▶ [Task objective]
Copy every line from the records below that holds the word "bench".
■ ■ ■ ■ ■ ■ ■
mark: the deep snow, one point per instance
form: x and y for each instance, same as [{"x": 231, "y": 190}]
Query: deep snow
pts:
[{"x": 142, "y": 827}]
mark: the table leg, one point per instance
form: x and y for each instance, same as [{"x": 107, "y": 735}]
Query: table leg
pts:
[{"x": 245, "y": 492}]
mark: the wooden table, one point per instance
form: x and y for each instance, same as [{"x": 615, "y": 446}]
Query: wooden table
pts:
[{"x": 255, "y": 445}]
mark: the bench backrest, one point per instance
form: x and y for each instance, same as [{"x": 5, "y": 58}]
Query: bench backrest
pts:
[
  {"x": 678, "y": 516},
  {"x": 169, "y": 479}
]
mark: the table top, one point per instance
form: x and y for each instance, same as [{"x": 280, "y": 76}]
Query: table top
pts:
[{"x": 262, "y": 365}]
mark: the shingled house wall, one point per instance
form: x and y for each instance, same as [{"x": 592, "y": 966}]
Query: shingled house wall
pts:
■ ■ ■ ■ ■ ■ ■
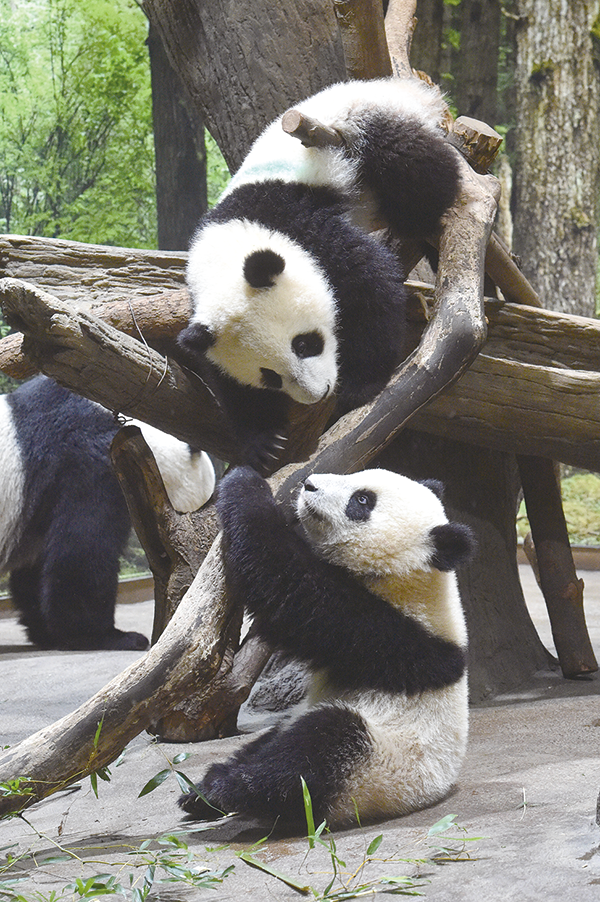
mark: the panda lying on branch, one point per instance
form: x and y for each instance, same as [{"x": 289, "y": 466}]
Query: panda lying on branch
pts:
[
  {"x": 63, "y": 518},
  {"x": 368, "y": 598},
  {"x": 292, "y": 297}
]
■ ■ ■ ■ ■ ■ ■
▶ [Expected answer]
mark: the bench backrest, one point per instance
Query: bench backrest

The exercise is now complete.